[Start of Attachment]
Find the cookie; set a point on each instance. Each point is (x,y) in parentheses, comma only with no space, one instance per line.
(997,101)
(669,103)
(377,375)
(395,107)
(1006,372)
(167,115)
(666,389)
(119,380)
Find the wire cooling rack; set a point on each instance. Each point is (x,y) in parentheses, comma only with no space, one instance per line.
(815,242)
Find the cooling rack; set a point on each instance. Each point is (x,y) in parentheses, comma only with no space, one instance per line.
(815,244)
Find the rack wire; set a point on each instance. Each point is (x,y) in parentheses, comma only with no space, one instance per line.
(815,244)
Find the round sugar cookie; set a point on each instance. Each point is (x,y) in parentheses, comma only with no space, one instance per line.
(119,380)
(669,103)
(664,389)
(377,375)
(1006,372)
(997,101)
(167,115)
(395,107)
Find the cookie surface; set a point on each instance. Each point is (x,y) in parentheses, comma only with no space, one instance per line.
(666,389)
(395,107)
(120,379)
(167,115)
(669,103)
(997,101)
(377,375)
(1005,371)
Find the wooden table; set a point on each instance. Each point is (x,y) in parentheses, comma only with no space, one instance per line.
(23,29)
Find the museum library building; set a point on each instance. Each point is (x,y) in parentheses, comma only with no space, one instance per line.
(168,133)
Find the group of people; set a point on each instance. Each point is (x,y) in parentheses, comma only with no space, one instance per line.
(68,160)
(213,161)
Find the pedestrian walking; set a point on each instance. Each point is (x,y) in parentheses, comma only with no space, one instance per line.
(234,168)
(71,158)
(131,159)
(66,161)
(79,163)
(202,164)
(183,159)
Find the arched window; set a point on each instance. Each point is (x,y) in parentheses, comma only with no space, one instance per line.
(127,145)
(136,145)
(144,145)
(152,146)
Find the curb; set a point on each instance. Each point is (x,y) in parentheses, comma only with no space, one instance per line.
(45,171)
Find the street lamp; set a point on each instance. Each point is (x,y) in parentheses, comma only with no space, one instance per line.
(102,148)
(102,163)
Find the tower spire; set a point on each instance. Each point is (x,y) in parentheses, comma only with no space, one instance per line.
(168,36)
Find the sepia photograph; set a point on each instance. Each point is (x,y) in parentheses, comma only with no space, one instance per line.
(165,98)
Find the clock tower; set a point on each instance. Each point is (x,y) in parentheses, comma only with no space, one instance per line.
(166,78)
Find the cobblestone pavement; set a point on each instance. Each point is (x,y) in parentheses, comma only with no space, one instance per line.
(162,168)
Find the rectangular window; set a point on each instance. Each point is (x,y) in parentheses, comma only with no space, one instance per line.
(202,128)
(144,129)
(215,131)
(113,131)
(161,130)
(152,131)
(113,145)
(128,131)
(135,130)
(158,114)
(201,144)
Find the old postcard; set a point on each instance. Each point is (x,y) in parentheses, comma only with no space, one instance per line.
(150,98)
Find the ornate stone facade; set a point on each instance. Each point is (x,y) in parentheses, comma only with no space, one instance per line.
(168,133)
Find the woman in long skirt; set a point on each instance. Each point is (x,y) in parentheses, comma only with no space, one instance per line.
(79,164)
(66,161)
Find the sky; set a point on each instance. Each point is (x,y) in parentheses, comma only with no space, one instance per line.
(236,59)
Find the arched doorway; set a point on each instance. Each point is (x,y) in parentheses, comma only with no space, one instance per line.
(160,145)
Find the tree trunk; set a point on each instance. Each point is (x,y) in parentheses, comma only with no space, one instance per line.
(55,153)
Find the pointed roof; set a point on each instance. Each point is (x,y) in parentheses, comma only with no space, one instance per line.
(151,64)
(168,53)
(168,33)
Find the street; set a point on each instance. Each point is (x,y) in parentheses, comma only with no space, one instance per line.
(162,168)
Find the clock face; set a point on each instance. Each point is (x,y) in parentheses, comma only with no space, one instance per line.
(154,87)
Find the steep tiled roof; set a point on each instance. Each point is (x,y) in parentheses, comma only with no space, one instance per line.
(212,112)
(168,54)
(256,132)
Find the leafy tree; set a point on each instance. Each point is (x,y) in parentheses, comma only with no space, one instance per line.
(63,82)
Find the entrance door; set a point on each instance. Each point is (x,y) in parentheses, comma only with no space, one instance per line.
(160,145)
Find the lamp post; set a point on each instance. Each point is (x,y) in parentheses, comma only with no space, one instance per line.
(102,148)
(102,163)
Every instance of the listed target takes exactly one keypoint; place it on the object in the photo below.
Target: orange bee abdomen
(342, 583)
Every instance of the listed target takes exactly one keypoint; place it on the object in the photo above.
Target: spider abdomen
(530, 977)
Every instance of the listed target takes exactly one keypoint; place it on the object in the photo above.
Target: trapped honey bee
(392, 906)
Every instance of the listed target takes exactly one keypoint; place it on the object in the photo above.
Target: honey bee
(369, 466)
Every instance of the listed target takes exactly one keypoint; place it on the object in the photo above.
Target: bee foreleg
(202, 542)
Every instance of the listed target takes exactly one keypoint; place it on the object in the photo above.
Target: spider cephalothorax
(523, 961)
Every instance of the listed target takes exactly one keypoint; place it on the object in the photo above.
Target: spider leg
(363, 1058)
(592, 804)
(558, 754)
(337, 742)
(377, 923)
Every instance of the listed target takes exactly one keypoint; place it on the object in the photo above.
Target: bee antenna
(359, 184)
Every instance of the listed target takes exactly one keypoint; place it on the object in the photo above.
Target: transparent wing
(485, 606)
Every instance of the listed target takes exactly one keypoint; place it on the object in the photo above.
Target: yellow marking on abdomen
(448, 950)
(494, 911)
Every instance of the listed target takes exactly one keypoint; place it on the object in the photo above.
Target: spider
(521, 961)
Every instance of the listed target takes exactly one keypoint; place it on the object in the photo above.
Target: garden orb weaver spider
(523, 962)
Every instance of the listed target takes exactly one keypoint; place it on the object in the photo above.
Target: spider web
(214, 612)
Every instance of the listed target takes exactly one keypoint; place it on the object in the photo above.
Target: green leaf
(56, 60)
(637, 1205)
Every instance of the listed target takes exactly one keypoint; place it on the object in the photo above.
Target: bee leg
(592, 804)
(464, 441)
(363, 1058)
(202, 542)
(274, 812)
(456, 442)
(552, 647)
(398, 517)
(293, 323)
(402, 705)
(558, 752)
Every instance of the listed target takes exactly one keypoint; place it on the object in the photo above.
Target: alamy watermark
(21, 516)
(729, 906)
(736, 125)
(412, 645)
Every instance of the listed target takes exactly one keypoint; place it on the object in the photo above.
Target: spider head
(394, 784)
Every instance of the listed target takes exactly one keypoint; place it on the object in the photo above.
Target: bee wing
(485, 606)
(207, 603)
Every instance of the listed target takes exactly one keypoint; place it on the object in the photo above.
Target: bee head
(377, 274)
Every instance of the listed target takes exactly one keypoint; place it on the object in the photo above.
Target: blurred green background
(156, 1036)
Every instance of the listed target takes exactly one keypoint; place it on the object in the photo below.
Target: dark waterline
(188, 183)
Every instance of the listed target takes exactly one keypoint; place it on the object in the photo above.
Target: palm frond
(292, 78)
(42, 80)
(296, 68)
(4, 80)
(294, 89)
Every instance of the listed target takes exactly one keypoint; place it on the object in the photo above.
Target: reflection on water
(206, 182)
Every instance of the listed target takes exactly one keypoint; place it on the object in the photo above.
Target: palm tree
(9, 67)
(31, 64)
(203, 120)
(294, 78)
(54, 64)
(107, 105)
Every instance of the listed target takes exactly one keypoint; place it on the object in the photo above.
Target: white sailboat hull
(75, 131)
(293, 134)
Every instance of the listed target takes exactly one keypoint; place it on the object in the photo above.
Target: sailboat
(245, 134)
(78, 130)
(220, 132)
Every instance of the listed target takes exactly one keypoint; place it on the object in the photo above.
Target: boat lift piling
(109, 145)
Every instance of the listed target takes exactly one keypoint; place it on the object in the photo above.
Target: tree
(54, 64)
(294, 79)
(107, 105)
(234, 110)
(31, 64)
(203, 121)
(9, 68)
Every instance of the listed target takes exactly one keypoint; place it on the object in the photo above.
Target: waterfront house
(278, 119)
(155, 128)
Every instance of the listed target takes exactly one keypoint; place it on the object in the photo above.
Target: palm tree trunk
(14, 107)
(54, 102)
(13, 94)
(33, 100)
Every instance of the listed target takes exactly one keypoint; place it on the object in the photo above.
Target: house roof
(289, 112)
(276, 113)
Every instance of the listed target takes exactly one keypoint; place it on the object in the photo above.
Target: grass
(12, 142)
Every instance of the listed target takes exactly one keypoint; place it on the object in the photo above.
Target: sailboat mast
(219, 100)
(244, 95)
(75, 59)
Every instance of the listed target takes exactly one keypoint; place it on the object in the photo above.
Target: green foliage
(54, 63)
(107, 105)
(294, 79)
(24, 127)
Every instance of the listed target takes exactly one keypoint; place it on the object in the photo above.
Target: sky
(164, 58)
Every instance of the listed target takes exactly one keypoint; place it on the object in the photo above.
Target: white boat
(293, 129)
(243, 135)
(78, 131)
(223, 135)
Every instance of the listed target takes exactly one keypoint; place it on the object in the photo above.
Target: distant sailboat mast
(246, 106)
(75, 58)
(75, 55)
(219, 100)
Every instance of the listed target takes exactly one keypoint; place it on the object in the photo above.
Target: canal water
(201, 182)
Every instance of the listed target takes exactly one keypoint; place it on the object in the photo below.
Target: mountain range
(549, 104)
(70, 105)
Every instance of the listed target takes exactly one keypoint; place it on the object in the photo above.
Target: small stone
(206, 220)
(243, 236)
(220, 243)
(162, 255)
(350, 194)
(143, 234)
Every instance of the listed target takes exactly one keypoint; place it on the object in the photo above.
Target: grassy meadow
[End of Attachment]
→ EXERCISE INSTRUCTIONS
The answer must be the line containing "Target: small stone" and every line after it to the end of the records, repeated exactly.

→ SOLUTION TO THE PROBLEM
Target: small stone
(206, 220)
(243, 236)
(220, 243)
(162, 255)
(350, 194)
(143, 234)
Every instance of the listed target takes exactly one keypoint; place it on the object in the photo above.
Target: grassy meadow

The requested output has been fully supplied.